### TASK DIRECTIONS
A line belongs in the answer if it contains "brown"; copy every such line from the entries below.

----------

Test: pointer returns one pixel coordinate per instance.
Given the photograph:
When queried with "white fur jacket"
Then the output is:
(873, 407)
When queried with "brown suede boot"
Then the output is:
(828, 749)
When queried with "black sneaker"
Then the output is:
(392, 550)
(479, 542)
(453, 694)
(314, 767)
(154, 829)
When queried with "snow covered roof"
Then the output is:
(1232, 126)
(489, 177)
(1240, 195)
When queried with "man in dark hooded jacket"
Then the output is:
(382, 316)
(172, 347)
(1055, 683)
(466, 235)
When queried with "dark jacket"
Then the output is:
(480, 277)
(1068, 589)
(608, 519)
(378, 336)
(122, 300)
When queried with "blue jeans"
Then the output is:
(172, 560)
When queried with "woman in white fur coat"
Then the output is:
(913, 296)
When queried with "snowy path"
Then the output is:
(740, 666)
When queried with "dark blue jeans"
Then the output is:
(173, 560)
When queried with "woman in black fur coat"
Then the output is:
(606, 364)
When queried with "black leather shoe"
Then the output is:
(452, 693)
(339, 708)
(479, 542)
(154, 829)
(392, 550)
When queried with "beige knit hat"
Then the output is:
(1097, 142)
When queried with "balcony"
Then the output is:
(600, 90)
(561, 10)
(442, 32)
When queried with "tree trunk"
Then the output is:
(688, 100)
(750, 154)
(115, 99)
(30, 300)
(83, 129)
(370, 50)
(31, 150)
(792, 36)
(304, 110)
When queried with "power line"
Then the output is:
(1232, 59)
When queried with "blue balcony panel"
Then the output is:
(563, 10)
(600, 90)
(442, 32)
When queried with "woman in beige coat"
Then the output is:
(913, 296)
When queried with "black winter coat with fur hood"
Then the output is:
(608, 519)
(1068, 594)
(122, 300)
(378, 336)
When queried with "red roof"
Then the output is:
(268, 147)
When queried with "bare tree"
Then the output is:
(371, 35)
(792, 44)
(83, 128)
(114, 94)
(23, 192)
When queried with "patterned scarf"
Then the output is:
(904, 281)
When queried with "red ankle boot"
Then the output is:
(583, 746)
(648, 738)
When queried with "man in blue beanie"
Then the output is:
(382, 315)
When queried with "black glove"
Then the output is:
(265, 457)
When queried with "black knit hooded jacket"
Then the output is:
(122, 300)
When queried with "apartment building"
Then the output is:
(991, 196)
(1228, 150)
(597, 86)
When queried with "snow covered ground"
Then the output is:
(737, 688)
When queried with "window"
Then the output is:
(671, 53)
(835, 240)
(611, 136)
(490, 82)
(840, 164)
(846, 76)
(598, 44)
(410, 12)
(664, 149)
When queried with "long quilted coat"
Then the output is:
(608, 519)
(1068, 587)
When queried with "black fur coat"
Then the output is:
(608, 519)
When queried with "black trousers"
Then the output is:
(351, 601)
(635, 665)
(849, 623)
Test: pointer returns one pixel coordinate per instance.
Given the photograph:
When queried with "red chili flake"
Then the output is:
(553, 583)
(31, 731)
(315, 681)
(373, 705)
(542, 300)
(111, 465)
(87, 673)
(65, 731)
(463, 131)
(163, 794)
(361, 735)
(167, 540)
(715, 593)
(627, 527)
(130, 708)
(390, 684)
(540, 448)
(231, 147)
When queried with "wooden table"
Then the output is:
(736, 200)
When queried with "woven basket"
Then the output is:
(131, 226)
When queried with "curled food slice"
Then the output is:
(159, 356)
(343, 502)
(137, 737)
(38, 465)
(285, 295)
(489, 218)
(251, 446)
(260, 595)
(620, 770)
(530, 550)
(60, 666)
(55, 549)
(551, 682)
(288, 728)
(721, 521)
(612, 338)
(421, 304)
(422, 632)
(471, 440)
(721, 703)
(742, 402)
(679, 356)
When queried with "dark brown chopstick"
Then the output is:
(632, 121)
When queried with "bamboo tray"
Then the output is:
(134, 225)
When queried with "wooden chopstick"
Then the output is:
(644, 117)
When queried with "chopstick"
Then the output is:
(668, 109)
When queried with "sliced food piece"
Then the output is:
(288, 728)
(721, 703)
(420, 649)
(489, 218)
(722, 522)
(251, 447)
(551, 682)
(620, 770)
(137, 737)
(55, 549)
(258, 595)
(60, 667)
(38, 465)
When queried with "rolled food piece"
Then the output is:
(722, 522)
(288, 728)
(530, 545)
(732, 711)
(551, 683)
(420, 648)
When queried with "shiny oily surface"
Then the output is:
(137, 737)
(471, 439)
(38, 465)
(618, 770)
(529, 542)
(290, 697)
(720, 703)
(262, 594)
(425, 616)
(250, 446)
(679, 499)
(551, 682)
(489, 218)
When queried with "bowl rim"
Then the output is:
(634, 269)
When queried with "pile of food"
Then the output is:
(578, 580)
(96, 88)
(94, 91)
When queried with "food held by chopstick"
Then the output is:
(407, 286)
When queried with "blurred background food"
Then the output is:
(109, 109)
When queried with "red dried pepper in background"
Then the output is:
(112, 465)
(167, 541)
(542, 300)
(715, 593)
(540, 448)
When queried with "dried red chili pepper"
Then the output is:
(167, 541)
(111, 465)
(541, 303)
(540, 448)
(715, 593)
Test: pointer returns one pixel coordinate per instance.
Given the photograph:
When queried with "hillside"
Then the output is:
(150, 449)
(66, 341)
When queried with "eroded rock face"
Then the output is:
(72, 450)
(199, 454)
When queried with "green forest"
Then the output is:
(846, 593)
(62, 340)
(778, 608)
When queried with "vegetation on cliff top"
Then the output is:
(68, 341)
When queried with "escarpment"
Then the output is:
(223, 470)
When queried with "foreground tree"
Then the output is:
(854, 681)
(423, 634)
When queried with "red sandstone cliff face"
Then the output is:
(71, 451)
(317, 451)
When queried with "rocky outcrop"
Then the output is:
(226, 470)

----------

### SOLUTION FOR THIS PROBLEM
When queried with "brown suede boot"
When queried with "dark brown chopstick"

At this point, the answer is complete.